=== Problem requirements ===
Of the lines below, write out exactly those from the line with "TARGET = wooden cabin" through the line with "TASK = identify one point per instance of the yellow", both included, and skip the rest.

=== Material to process ===
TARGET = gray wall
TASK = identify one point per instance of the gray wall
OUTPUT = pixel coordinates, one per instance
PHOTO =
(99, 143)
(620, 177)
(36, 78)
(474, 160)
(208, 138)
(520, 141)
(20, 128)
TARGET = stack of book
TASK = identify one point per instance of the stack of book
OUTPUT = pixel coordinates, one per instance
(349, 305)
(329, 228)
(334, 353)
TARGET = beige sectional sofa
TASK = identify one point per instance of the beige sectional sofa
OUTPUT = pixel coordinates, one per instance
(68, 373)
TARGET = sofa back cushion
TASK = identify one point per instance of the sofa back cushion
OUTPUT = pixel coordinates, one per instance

...

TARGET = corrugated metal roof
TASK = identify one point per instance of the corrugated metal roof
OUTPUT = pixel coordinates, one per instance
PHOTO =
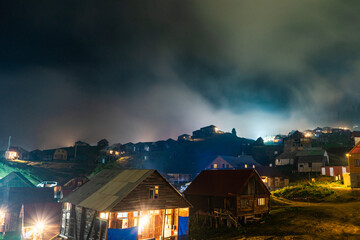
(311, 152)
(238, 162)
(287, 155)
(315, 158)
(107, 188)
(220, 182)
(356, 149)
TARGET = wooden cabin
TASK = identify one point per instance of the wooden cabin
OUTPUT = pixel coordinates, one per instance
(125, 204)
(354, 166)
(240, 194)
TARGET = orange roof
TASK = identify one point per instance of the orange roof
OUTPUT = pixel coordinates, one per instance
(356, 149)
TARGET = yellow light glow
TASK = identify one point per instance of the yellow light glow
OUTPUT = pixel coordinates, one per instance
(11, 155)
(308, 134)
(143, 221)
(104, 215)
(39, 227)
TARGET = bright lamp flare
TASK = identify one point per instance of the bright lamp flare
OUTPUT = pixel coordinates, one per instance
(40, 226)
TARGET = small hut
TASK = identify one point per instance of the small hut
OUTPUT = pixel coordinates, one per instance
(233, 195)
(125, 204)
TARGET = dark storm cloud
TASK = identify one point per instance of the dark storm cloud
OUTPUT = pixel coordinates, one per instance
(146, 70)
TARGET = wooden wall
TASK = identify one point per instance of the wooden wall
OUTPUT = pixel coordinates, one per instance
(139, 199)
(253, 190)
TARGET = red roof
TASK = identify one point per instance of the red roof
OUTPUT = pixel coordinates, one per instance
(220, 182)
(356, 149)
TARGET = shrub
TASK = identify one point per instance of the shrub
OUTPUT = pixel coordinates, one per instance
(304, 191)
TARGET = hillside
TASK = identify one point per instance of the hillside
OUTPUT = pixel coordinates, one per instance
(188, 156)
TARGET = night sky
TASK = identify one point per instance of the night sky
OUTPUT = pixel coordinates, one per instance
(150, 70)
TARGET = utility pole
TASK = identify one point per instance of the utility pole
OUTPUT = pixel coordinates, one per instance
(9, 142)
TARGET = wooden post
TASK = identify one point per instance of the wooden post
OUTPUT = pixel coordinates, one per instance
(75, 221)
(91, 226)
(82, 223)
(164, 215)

* * *

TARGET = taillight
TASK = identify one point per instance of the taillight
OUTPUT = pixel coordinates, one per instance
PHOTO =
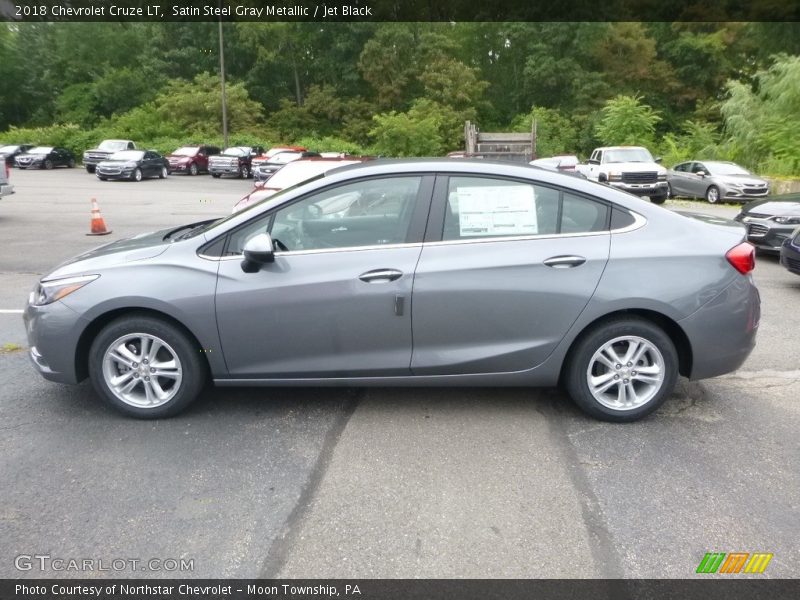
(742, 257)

=== Result ===
TARGET = wooden cabin
TASK = identify one point per instance of the wooden cabin
OUTPUT = pixel coordinates, one per instance
(125, 204)
(354, 166)
(240, 194)
TARGET = orange roof
TASK = identify one point per instance of the orange roof
OUTPUT = pixel coordinates, one per instance
(356, 149)
TARGET = yellow light glow
TASK = identify one point per instance of the yellow light glow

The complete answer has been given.